**Exercise tasks:**
[1] In the passage on adrenaline, noradrenaline and vasopressin, quote everything from "Adrenaline (Epinephrine): It" down to "used for required.".
[2] What usual dose range does the passage on adrenaline, noradrenaline and vasopressin give for noradrenaline?

━━━ Quoted passage ━━━

Adrenaline (Epinephrine): It is an alpha and beta adrenergic agonist. It is used in situations where dominant hemodynamic feature is peripheral vascular failure as in septic shock. At higher doses, severe vasoconstriction can lead to lactic acidosis and renal and splanchnic ischemia. The usual dose is 0.1 mcg/kg/min to 1 mcg/kg/min. It should be titrated closely and minimum dose should be used for required.

Noradrenaline (Norepinephrine): An alpha and beta agonist (alpha > beta effect). Cardiac contractility is increased but it also causes massive increase in myocardial oxygen consumption and afterload, so cardiac output may not actually increase. Usual dose is 0.05 -1 mcg/kg/min. In severe septic shock with hypotension, despite use of adrenaline secondary to intense vasodilatation, noradrenaline may be useful in increasing peripheral vascular resistance to improve blood pressure.

Vasopressin
In severe warm shock with hypotension resistant to noradrenaline, vasopressin may be tried.

━━━ Data shown ━━━

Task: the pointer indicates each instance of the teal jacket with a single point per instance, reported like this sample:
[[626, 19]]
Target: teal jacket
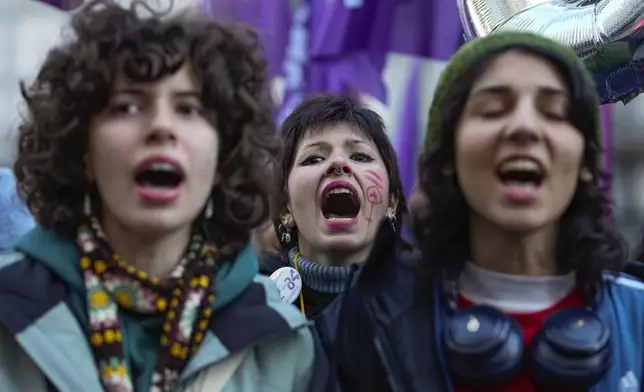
[[254, 341]]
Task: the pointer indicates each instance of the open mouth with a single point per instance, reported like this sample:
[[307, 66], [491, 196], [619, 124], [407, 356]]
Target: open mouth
[[340, 203], [159, 175], [521, 172]]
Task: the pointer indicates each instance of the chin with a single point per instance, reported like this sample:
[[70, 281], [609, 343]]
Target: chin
[[157, 223], [343, 243], [520, 223]]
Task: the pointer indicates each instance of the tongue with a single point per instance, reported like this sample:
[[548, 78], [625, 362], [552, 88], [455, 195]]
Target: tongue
[[519, 191], [150, 185], [337, 217]]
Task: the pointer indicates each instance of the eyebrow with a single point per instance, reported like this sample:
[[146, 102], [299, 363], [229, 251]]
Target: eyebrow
[[501, 89], [323, 144], [137, 91]]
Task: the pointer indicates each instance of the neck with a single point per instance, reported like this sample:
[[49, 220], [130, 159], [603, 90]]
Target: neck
[[527, 254], [320, 278], [155, 255], [333, 258]]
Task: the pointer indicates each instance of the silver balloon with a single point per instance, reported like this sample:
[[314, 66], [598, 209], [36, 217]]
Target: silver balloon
[[607, 34]]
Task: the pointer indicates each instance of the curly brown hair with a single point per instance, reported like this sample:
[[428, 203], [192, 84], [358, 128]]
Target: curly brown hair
[[75, 84]]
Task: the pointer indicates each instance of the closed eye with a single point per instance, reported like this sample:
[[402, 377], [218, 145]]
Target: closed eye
[[362, 157], [190, 110], [126, 108], [311, 160]]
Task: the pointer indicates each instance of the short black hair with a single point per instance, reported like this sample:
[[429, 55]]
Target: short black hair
[[324, 110]]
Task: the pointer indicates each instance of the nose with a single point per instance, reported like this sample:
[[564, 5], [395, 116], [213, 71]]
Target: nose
[[338, 167], [525, 125], [161, 128]]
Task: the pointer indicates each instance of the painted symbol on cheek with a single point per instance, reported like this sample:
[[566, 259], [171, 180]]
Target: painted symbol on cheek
[[374, 178], [374, 197]]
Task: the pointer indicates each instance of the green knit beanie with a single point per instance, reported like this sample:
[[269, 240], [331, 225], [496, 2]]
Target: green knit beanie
[[475, 50]]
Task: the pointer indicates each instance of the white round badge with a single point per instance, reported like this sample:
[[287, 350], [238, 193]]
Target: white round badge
[[289, 283]]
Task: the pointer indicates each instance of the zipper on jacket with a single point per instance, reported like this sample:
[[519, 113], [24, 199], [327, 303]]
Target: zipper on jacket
[[393, 383]]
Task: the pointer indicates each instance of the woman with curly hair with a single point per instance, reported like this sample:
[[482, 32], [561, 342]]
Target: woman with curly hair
[[338, 179], [519, 286], [143, 156]]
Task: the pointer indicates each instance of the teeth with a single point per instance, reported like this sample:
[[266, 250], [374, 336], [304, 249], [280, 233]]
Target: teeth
[[338, 218], [337, 191], [163, 166], [520, 165]]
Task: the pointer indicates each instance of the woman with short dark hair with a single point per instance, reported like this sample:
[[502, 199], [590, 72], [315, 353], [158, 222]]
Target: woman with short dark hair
[[337, 180]]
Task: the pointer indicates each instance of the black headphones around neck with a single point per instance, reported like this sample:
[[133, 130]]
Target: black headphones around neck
[[484, 348]]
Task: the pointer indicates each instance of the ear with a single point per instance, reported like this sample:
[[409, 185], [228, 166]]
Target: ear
[[393, 205], [287, 219], [89, 168], [448, 170]]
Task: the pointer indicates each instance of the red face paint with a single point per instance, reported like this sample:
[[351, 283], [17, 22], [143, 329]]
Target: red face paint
[[373, 177]]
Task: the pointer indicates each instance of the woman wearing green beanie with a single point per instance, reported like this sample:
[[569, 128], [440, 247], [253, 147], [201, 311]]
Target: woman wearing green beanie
[[519, 286]]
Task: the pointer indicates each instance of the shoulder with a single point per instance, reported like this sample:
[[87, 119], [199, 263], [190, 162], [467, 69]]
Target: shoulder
[[28, 290], [271, 262], [625, 294], [292, 315], [625, 283], [18, 372]]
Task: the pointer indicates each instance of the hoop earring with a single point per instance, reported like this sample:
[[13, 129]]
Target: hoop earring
[[285, 234], [209, 209], [392, 219], [87, 205], [585, 175]]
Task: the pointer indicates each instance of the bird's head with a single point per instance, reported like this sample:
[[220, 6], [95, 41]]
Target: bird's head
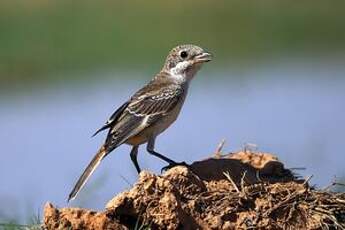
[[185, 60]]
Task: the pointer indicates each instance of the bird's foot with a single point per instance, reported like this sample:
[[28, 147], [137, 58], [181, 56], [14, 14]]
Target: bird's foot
[[171, 165]]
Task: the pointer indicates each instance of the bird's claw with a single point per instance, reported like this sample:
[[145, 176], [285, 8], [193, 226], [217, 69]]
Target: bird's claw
[[171, 165]]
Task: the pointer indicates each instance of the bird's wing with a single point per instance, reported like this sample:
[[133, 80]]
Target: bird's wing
[[113, 118], [144, 108]]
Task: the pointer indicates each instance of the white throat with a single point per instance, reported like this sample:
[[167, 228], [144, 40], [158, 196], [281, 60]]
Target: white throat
[[181, 74]]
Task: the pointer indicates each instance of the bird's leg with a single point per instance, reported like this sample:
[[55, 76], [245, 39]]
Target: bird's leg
[[150, 149], [134, 154]]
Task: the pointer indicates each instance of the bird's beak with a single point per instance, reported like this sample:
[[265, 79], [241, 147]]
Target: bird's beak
[[203, 57]]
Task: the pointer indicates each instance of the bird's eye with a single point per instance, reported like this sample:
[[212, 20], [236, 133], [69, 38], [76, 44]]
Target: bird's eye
[[183, 54]]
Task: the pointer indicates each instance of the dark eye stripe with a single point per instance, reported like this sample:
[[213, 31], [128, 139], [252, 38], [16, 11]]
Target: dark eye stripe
[[183, 54]]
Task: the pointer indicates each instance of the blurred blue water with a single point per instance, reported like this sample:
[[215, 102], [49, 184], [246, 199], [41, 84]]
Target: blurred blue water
[[295, 112]]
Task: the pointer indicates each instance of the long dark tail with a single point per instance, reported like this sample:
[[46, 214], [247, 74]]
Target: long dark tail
[[87, 172]]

━━━

**Results by task:**
[1]
Adrenaline (Epinephrine): It is an alpha and beta adrenergic agonist. It is used in situations where dominant hemodynamic feature is peripheral vascular failure as in septic shock. At higher doses, severe vasoconstriction can lead to lactic acidosis and renal and splanchnic ischemia. The usual dose is 0.1 mcg/kg/min to 1 mcg/kg/min. It should be titrated closely and minimum dose should be used for required.

[2] 0.05–1 mcg/kg/min.